YOUR GOAL :: Which lines in the rows below contain the word "white"? Gather all of them and copy each one out in full.
— START —
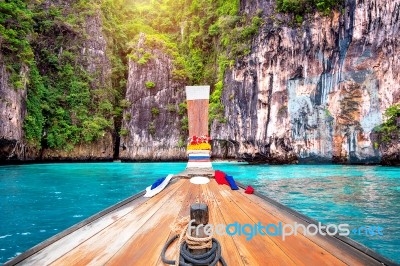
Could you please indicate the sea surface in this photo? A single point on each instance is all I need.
(38, 201)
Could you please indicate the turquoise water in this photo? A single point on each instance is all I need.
(38, 201)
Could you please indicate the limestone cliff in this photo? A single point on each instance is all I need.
(94, 59)
(313, 92)
(12, 114)
(152, 123)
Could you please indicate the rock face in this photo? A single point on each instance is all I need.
(313, 92)
(12, 114)
(13, 103)
(94, 59)
(152, 121)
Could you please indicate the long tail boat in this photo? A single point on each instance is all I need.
(134, 231)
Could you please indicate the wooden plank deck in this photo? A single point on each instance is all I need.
(135, 233)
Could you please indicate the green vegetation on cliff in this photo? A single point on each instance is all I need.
(42, 43)
(65, 105)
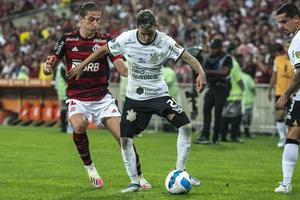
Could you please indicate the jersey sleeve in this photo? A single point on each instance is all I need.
(174, 50)
(116, 45)
(297, 54)
(59, 48)
(275, 65)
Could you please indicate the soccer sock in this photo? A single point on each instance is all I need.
(129, 158)
(281, 128)
(138, 164)
(289, 160)
(183, 146)
(81, 142)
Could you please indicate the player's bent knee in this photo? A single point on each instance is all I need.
(291, 141)
(180, 120)
(126, 142)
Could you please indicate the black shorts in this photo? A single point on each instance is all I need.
(287, 104)
(136, 115)
(293, 115)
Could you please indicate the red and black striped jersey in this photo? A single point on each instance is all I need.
(93, 83)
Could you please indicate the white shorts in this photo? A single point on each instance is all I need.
(94, 110)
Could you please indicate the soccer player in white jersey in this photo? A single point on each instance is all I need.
(147, 50)
(288, 17)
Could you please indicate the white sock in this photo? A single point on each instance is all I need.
(183, 146)
(281, 128)
(289, 160)
(129, 159)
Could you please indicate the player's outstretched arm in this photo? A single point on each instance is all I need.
(195, 64)
(292, 88)
(49, 64)
(121, 67)
(78, 69)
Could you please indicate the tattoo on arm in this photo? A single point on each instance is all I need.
(191, 61)
(294, 84)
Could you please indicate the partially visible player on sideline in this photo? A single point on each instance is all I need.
(281, 77)
(288, 17)
(146, 51)
(88, 97)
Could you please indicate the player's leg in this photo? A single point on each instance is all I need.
(178, 118)
(113, 125)
(281, 127)
(79, 123)
(290, 152)
(209, 103)
(289, 159)
(133, 121)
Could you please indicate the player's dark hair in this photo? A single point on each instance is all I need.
(88, 6)
(279, 48)
(289, 9)
(145, 19)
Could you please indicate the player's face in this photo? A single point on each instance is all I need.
(90, 23)
(287, 24)
(146, 35)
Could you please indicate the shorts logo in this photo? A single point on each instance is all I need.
(72, 109)
(114, 110)
(131, 115)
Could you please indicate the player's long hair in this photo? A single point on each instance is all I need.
(88, 6)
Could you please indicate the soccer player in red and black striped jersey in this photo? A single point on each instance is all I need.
(88, 97)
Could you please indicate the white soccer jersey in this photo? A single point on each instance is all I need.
(145, 63)
(294, 55)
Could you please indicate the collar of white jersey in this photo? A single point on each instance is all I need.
(156, 33)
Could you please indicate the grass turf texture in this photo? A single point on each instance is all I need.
(42, 163)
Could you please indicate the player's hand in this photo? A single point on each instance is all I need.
(201, 81)
(270, 95)
(280, 104)
(48, 67)
(76, 72)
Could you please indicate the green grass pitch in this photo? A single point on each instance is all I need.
(42, 164)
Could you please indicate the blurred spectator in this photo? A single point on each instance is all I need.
(217, 68)
(248, 24)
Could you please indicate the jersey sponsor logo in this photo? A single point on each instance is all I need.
(91, 67)
(174, 50)
(139, 90)
(154, 58)
(115, 45)
(58, 47)
(130, 42)
(72, 109)
(173, 104)
(96, 47)
(142, 60)
(75, 49)
(72, 39)
(153, 91)
(99, 40)
(145, 76)
(131, 115)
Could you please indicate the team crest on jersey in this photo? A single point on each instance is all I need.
(96, 47)
(131, 115)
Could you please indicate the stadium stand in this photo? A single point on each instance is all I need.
(29, 29)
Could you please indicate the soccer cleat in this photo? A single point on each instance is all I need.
(144, 183)
(195, 181)
(95, 179)
(281, 143)
(133, 187)
(284, 188)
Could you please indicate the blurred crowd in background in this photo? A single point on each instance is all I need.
(247, 27)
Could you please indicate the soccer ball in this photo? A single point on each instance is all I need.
(178, 182)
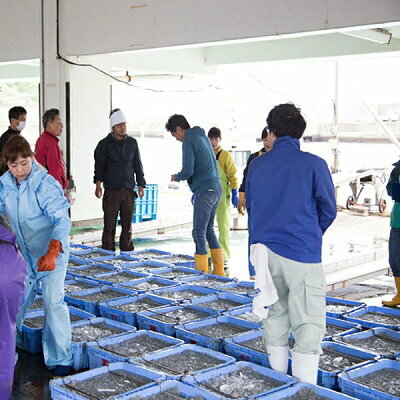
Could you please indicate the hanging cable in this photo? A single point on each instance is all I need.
(113, 77)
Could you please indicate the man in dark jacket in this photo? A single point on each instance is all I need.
(119, 167)
(17, 118)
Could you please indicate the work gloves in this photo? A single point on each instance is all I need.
(242, 203)
(48, 261)
(235, 199)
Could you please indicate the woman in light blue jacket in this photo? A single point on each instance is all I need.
(38, 212)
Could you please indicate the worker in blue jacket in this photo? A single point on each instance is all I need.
(38, 211)
(291, 202)
(199, 169)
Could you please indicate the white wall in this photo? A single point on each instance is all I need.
(103, 26)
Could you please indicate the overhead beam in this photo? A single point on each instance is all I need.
(317, 46)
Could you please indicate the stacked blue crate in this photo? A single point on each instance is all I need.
(146, 207)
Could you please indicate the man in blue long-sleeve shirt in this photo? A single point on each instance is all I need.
(199, 169)
(290, 201)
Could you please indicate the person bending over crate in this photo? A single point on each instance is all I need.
(38, 211)
(12, 280)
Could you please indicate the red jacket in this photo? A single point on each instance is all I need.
(48, 153)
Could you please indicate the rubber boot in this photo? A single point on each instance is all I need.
(201, 262)
(305, 367)
(217, 257)
(396, 299)
(278, 358)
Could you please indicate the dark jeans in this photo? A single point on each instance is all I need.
(394, 251)
(114, 202)
(204, 209)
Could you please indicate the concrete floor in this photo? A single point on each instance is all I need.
(349, 234)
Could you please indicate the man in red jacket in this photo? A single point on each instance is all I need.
(47, 150)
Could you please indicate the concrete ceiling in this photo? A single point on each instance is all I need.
(205, 58)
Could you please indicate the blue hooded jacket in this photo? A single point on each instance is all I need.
(290, 200)
(38, 212)
(199, 165)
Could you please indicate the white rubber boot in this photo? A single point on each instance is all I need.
(278, 358)
(305, 367)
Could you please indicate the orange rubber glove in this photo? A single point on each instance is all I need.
(48, 261)
(242, 203)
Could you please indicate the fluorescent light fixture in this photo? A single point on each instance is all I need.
(378, 35)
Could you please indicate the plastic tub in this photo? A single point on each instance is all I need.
(147, 321)
(357, 317)
(328, 379)
(100, 356)
(93, 306)
(234, 346)
(203, 378)
(360, 391)
(293, 390)
(387, 333)
(60, 390)
(200, 302)
(346, 305)
(186, 331)
(109, 309)
(152, 360)
(79, 349)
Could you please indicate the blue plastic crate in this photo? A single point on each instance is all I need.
(186, 331)
(85, 253)
(108, 308)
(118, 260)
(79, 314)
(142, 254)
(234, 347)
(200, 302)
(239, 313)
(31, 338)
(359, 391)
(93, 306)
(194, 280)
(184, 390)
(152, 360)
(146, 321)
(88, 283)
(60, 391)
(291, 391)
(106, 279)
(349, 305)
(244, 288)
(79, 349)
(86, 271)
(357, 317)
(328, 379)
(188, 262)
(349, 327)
(388, 333)
(202, 378)
(174, 292)
(149, 266)
(76, 247)
(163, 283)
(177, 273)
(74, 261)
(99, 356)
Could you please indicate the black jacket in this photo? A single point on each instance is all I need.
(117, 163)
(249, 160)
(8, 134)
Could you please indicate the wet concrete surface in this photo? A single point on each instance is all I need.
(31, 378)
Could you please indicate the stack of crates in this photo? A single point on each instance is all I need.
(146, 206)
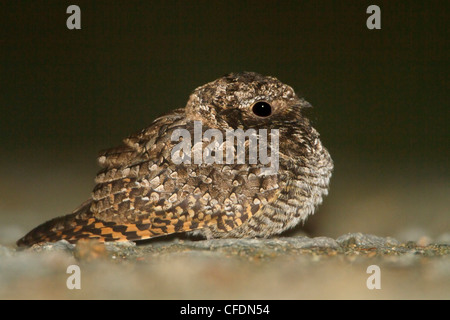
— END —
RESULT BELOW ::
Could you please indicate the white shorts in this photo? A single point on each instance is all I need.
Could you please indicate the soccer player in white jersey in this photo? A single point on each instance is all I need.
Could you please indicate the white sock in this photo? A single point on each instance is all I need.
Could you please indicate the white soccer jersey in this photo? A single point on each instance is all I need.
Could you please indicate the collar of white jersey in this photo? A single point on each instance is all I need.
Could you please indicate the white wall in this photo? A single point on each instance is all I need.
Could you please indicate the white rubber boot in this photo? A single point on each instance is all I need.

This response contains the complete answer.